§ Enunciado da tarefa
Você pode repetir, sem nenhuma alteração, o trecho do texto sobre o sangue yanomami que vai de "Davi Kopenawa disse" até "procuraram o MPF.", com ambos incluídos?

§ Texto
---*---

O material agora será enviado à aldeia para ser enterrado numa cerimônia religiosa. Segundo Davi Kopenawa, somente com o ritual considera-se que o indígena já falecido de quem foi colhido o sangue retornará ao seu local de origem.
Ninguém veio do céu, não. Viemos da terra, nascemos nessa terra, então temos que devolver esse sangue"

Davi Kopenawa,
líder yanomami

"Vamos levar de novo para a aldeia lá onde está minha tia, meu tio, minha mãe, meus irmãos. Estão lá esperando, vamos ficar muito contentes de novo, mas vai ter muita choradeira. O yanomami, quando ele vê [o sangue], se lembra, chora muito. E depois do choro, vamos ter uma pequena festa para agradecer nosso sangue que voltou ao Brasil. Ninguém veio do céu, não. Viemos da terra, nascemos nessa terra, então temos que devolver esse sangue", disse.


Em abril deste ano, a aldeia de Piaú, localizada na região de Toototobi, na divisa entre Amazonas e Roraima, realizou o enterro do primeiro lote de material que chegou ao Brasil, contendo 2.693 frascos de sangue, que estavam na Universidade Estadual da Pensilvânia. A cerimônia durou pouco mais de três horas, com o sangue derramado em um buraco cavado em um dos pilares de uma maloca.

Davi Kopenawa disse que também teve o sangue coletado quando tinha cerca de 10 anos de idade. O acordo para a repatriação foi resultado da iniciativa das próprias lideranças indígenas, que em 2002 procuraram o MPF.

A história da expedição para coleta do sangue yanomami foi narrada pelo jornalista Patrick Tierney no livro "Trevas no Eldorado", publicado em 2000, e contada no documentário "Segredos da Tribo", do cineasta José Padilha, lançado em 2010.

---*---

§ Dados
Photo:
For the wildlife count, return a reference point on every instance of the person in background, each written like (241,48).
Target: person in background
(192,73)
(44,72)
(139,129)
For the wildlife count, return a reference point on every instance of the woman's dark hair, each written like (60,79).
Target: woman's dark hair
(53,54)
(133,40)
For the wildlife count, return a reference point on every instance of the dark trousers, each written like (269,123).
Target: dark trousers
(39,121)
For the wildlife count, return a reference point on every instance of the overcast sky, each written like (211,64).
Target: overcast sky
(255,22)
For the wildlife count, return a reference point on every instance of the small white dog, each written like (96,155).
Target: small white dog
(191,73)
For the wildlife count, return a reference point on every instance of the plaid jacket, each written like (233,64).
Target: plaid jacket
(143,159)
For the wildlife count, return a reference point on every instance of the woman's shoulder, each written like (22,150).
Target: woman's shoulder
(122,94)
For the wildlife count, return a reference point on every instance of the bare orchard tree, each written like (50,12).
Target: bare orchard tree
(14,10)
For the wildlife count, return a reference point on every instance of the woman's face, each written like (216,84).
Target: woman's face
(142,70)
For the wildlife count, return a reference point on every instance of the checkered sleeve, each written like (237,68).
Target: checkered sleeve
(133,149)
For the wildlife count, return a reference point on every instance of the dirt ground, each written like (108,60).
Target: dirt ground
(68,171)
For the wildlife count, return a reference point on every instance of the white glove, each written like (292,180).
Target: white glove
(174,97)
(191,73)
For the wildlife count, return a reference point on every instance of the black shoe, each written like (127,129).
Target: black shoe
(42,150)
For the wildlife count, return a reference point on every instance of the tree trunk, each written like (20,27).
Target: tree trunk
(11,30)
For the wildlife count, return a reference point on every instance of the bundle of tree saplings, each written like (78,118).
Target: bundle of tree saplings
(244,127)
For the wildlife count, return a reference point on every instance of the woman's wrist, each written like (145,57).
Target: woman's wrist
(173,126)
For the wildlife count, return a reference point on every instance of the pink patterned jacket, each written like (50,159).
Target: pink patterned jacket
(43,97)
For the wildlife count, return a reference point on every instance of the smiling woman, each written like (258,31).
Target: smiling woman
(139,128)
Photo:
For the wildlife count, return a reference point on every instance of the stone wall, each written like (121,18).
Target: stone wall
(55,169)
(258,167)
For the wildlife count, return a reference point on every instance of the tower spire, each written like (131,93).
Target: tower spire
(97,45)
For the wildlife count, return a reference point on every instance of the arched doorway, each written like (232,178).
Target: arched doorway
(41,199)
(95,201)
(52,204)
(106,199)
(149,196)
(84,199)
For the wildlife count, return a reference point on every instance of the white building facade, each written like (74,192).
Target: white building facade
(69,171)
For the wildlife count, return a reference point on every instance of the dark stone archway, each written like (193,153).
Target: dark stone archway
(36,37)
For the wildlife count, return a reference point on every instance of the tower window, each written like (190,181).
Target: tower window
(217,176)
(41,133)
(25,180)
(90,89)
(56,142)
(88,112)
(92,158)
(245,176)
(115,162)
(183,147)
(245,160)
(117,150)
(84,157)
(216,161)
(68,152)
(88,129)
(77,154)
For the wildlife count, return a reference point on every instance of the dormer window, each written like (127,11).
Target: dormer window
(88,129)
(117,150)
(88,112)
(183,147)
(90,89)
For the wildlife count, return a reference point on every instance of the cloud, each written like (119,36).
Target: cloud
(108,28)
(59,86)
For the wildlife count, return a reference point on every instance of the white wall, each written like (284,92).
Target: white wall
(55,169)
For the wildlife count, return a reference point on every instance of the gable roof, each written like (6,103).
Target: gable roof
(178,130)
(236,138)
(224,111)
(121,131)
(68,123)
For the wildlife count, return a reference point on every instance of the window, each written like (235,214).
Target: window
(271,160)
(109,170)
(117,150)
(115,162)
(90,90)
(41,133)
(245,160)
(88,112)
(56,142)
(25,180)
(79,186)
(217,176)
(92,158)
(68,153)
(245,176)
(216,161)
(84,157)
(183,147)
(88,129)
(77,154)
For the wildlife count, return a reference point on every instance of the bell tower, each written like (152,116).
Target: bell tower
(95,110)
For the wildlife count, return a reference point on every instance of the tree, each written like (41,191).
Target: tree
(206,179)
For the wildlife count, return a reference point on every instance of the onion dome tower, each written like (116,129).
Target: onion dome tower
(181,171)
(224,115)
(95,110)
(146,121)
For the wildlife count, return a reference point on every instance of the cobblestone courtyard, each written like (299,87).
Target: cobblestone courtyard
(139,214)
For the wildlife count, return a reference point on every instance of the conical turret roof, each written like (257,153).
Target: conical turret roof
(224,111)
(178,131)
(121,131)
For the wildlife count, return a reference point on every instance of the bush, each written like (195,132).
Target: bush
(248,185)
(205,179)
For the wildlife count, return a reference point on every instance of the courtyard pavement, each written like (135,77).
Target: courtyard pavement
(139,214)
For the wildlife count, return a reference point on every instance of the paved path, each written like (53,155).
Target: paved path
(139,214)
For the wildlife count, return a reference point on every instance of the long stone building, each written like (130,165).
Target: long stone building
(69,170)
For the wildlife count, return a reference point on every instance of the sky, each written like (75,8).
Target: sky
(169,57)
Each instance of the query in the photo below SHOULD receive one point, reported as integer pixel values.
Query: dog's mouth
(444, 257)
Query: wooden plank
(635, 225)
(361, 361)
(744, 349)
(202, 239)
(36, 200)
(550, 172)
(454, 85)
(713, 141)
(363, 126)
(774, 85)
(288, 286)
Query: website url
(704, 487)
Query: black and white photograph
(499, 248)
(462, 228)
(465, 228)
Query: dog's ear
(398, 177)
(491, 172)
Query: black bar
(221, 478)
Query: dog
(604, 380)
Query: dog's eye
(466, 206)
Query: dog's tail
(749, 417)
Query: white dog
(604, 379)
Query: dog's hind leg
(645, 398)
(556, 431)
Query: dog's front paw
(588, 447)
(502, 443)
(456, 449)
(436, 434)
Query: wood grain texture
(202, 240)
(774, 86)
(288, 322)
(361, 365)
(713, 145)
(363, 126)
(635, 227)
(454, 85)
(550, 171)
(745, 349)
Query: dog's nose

---*---

§ Resposta à tarefa
Davi Kopenawa disse que também teve o sangue coletado quando tinha cerca de 10 anos de idade. O acordo para a repatriação foi resultado da iniciativa das próprias lideranças indígenas, que em 2002 procuraram o MPF.